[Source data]
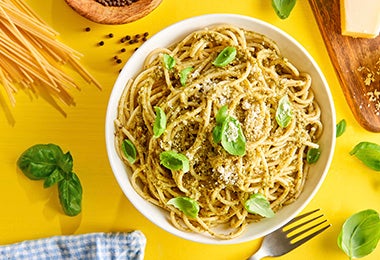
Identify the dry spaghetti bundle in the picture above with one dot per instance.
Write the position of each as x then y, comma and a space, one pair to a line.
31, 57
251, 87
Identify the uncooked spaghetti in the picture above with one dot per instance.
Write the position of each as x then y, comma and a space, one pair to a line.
--
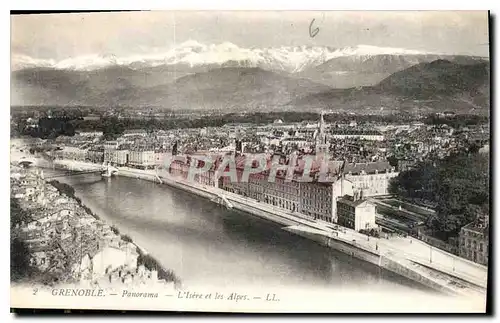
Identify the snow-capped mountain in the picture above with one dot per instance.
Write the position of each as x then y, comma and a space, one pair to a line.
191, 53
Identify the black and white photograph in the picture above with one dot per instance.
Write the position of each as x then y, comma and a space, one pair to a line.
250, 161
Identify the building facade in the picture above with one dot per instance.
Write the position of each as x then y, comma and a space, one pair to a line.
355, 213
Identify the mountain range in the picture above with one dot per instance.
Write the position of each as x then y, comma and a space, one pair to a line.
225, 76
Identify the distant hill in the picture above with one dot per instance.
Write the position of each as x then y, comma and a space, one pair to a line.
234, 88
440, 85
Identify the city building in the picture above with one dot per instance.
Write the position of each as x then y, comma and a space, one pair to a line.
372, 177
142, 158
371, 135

● **WHAT THE TASK ASKS**
How many lines in the entries include "spaghetti"? Only the number is wanted.

● **RESPONSE AREA**
2